_TRAVAIL À FAIRE_:
[1] Transcrivez fidèlement le passage du texte sur la suspension du chirurgien, depuis « 4ème chambre du » jusqu'à « du droit d’exercer. » inclus.
[2] Reprenez le texte sur la suspension du chirurgien et prolongez-le à partir de sa dernière phrase.

_EXTRAIT DU TEXTE_:

-- -- --

4ème chambre du Conseil d’État, le 6 août 2025, n°501066

Le Conseil d’État a rendu, le 6 août 2025, une décision relative à la suspension d’un médecin chirurgien pour insuffisance professionnelle. Cette affaire pose la question de l’autorité des rapports d’expertise ordinale face au pouvoir d’appréciation souverain des instances de l’ordre.

Le requérant, spécialiste en chirurgie orthopédique, avait cessé toute activité opératoire durant une période continue de plus de quatre années consécutives. Saisi par le conseil départemental de l’Isère, le conseil national de l’ordre des médecins a prononcé une suspension partielle du droit d’exercer.

L’intéressé sollicite l’annulation de cet acte au motif que le rapport d’expertise médicale n’avait pas conclu à une quelconque insuffisance technique. La juridiction administrative devait déterminer si l’instance ordinale peut s’écarter des conclusions d’une expertise collégiale pour caractériser un danger.

-- -- --

_DONNÉES EXTRAITES_:

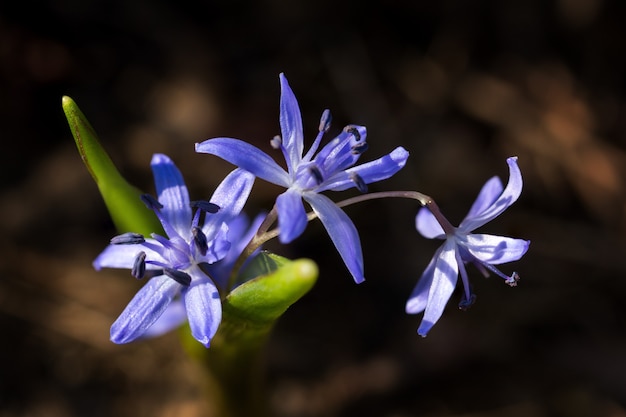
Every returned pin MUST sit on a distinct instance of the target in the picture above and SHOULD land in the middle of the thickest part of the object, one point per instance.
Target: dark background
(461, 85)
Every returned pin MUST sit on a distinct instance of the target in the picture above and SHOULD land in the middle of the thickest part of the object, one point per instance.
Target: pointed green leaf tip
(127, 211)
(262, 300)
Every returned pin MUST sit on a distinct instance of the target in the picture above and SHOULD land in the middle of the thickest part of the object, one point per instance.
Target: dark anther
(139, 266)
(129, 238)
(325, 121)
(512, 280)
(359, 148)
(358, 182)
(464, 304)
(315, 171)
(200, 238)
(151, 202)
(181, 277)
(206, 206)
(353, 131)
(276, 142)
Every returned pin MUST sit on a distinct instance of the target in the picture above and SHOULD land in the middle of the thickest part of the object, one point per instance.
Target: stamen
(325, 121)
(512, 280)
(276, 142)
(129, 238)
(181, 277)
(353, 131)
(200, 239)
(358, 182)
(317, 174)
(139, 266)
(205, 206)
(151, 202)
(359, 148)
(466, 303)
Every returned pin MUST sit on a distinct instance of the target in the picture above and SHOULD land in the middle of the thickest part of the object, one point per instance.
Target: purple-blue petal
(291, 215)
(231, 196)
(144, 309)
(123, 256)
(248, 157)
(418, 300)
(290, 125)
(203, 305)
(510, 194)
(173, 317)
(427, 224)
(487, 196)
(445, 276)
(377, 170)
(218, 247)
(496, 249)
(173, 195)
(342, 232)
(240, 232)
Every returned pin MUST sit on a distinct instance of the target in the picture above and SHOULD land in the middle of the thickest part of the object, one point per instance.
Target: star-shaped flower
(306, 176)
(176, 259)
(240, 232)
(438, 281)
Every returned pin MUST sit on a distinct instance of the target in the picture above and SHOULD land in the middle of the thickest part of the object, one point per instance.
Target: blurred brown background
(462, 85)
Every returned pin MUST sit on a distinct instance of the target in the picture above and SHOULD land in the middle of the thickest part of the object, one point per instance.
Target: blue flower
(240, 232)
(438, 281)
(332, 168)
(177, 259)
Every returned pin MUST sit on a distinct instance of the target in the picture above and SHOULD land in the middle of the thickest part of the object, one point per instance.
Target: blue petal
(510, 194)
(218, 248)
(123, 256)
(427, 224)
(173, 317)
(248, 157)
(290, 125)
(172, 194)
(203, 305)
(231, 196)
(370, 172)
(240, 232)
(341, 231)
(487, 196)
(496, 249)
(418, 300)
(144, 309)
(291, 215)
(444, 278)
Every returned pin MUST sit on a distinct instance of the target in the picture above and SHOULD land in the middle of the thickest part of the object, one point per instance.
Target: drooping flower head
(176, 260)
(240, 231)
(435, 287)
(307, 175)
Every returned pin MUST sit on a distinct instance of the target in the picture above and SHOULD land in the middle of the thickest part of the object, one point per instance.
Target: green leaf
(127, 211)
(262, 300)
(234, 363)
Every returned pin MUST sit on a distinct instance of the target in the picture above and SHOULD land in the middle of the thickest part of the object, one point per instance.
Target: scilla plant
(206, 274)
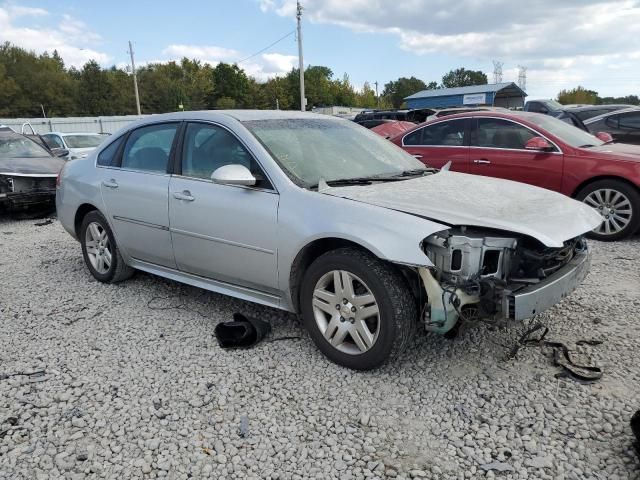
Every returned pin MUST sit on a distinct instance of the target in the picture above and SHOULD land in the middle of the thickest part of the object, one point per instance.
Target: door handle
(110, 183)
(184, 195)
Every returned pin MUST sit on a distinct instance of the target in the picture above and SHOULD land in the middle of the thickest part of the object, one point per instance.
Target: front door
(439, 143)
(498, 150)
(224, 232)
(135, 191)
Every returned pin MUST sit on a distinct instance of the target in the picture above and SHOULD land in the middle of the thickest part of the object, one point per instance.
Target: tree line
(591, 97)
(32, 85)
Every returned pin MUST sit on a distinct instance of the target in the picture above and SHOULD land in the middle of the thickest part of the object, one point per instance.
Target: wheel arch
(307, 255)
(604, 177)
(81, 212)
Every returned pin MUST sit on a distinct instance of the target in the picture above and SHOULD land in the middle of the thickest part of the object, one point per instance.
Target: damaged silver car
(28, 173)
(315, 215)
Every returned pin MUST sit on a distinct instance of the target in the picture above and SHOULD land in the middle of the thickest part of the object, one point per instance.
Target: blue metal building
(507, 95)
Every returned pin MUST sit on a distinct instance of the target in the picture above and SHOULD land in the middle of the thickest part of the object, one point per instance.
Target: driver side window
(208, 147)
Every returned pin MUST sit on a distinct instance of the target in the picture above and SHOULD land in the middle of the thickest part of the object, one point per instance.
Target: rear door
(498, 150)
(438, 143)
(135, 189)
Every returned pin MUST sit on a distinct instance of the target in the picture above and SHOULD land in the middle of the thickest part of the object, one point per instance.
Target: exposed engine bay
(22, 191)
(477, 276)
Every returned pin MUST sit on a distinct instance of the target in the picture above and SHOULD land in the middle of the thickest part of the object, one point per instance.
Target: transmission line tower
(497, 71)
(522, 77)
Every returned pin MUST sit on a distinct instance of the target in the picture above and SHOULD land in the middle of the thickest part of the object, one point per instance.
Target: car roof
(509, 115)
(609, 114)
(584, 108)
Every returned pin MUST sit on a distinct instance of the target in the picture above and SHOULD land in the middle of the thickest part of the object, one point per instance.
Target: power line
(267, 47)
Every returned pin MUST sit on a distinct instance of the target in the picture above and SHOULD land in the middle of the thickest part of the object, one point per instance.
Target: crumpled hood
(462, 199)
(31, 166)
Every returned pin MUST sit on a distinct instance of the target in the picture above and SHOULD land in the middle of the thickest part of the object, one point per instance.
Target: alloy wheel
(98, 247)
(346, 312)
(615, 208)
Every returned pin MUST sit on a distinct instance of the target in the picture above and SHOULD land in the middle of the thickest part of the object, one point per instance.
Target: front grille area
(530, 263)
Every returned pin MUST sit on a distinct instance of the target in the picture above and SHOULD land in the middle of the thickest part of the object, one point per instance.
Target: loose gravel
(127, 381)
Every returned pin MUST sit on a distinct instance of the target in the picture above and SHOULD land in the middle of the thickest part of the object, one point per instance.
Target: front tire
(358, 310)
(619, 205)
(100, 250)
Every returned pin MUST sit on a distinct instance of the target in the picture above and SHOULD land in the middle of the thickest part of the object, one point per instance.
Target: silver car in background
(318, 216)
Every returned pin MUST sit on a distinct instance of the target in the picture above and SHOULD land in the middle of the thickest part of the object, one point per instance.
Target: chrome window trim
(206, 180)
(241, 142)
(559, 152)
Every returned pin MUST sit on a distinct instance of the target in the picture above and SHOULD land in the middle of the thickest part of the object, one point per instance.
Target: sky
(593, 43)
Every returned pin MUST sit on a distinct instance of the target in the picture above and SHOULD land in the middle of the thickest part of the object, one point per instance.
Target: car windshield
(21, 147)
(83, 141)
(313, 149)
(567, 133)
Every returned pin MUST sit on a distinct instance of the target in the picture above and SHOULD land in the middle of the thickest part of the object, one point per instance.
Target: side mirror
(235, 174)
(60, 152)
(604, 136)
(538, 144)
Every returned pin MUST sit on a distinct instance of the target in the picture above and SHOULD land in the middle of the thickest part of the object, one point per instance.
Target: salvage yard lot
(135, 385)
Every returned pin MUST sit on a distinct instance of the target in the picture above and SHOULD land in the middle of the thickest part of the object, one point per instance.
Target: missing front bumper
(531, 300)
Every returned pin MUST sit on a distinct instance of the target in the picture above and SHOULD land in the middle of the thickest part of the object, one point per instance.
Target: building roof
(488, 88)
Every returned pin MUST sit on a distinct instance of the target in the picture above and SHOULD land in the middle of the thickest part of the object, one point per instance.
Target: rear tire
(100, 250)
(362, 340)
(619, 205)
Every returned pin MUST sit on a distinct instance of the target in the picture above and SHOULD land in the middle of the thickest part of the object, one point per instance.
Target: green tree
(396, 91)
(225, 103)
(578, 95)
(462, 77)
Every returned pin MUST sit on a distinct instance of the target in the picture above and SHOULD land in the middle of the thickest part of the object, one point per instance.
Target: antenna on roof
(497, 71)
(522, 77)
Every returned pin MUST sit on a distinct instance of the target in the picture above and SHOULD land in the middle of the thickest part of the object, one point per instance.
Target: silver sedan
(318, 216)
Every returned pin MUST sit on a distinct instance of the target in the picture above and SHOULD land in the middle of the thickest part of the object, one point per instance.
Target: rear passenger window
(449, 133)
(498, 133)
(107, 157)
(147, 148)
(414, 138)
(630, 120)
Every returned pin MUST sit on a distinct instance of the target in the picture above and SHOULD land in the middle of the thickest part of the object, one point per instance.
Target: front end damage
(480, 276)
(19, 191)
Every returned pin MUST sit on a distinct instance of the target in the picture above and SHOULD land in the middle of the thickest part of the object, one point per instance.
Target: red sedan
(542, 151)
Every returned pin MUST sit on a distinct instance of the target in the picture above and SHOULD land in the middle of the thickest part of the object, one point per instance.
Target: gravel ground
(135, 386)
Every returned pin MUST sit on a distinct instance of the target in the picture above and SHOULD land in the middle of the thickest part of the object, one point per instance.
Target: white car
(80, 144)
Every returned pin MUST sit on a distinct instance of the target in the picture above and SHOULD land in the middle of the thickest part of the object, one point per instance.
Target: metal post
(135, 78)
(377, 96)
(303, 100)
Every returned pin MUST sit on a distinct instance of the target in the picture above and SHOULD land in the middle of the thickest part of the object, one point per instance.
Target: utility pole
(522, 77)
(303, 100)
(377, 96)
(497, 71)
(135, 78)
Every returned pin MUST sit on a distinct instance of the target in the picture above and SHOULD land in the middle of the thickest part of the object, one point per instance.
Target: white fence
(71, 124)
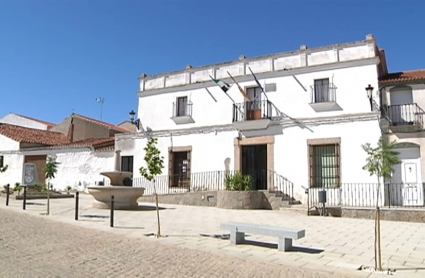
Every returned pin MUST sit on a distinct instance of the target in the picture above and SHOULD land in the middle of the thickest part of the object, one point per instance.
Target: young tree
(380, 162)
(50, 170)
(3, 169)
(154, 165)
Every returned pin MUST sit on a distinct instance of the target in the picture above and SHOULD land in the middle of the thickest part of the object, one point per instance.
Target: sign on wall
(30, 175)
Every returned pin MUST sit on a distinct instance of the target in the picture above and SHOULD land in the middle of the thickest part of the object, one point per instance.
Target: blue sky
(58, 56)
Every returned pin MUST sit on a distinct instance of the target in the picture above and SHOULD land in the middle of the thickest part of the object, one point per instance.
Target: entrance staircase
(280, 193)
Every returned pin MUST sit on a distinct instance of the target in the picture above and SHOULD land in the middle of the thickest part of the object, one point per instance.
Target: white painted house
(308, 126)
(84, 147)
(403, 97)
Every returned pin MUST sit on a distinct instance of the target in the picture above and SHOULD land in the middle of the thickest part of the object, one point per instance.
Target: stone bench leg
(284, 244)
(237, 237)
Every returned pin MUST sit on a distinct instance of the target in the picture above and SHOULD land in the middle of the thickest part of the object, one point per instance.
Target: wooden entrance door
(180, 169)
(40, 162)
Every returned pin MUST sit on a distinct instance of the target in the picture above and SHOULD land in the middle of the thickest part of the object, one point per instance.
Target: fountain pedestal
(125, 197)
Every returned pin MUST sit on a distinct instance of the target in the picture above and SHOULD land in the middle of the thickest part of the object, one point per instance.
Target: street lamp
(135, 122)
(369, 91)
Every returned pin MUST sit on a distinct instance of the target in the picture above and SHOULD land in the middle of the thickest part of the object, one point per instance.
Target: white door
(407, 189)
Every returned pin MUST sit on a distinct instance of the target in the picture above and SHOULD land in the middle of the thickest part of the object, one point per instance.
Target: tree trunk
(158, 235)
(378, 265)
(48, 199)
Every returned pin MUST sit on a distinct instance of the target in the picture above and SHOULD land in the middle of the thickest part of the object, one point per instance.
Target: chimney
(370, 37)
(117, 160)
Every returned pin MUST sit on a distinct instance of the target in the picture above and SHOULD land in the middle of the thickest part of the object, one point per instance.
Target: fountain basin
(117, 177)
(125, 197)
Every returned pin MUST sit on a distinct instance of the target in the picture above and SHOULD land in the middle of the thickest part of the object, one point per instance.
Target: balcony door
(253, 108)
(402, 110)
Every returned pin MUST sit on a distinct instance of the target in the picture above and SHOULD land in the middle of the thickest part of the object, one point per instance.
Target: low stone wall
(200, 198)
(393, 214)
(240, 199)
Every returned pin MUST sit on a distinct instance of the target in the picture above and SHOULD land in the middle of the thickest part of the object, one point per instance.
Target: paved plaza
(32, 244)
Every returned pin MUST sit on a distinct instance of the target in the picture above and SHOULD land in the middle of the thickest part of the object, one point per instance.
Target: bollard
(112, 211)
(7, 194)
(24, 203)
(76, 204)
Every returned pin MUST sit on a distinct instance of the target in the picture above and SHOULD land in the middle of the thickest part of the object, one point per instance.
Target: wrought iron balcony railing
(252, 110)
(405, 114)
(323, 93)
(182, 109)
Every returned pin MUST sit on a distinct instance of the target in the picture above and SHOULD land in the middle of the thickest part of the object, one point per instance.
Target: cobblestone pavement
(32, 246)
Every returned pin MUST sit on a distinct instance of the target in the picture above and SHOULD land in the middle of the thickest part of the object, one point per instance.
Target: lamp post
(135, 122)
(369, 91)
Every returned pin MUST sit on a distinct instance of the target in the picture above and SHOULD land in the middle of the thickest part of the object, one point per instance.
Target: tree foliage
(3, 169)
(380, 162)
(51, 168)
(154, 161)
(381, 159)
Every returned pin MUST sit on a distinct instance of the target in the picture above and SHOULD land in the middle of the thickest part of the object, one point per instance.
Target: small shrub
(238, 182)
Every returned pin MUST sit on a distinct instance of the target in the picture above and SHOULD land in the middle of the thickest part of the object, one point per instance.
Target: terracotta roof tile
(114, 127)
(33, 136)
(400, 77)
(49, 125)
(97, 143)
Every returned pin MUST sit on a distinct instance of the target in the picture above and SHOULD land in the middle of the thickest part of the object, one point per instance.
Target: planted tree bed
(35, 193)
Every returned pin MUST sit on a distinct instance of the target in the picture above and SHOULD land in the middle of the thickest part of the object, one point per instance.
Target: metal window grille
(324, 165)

-- -- --

_RÉPONSES AUX CONSIGNES_:
[1]
4ème chambre du Conseil d’État, le 6 août 2025, n°501066

Le Conseil d’État a rendu, le 6 août 2025, une décision relative à la suspension d’un médecin chirurgien pour insuffisance professionnelle. Cette affaire pose la question de l’autorité des rapports d’expertise ordinale face au pouvoir d’appréciation souverain des instances de l’ordre.

Le requérant, spécialiste en chirurgie orthopédique, avait cessé toute activité opératoire durant une période continue de plus de quatre années consécutives. Saisi par le conseil départemental de l’Isère, le conseil national de l’ordre des médecins a prononcé une suspension partielle du droit d’exercer.

[2]
La Haute Juridiction rejette la requête en précisant que le rapport d’expertise n’a pour seul objet que d’éclairer l’instance sans jamais la lier. L’arrêt sera étudié sous l’angle de la valeur probatoire de l’expertise puis de la reconnaissance du danger lié à l’inactivité.

I. La valeur purement informative de l’expertise médicale

A. Le caractère non contraignant des conclusions techniques

L’article R. 4124-3-5 du code de la santé publique prévoit l’établissement d’un rapport motivé par trois experts qualifiés dans la spécialité concernée. Le Conseil d’État souligne que ce rapport a « pour seul objet d’éclairer l’instance ordinale et ne la lie pas » pour son appréciation.

La décision confirme que les experts procèdent ensemble à l’examen des connaissances théoriques et pratiques du praticien pour identifier d’éventuelles lacunes. Toutefois, la force probante de leurs constatations demeure soumise à la libre appréciation des conseillers ordinaux statuant sur la dangerosité du professionnel.

B. L’autonomie de l’instance ordinale dans la qualification juridique

L’instance ordinale conserve une pleine liberté pour apprécier l’existence éventuelle d’une « insuffisance professionnelle rendant dangereux l’exercice de la médecine » au regard du dossier. Elle peut légalement retenir une solution contraire aux préconisations techniques si les éléments factuels révèlent un risque manifeste pour la sécurité.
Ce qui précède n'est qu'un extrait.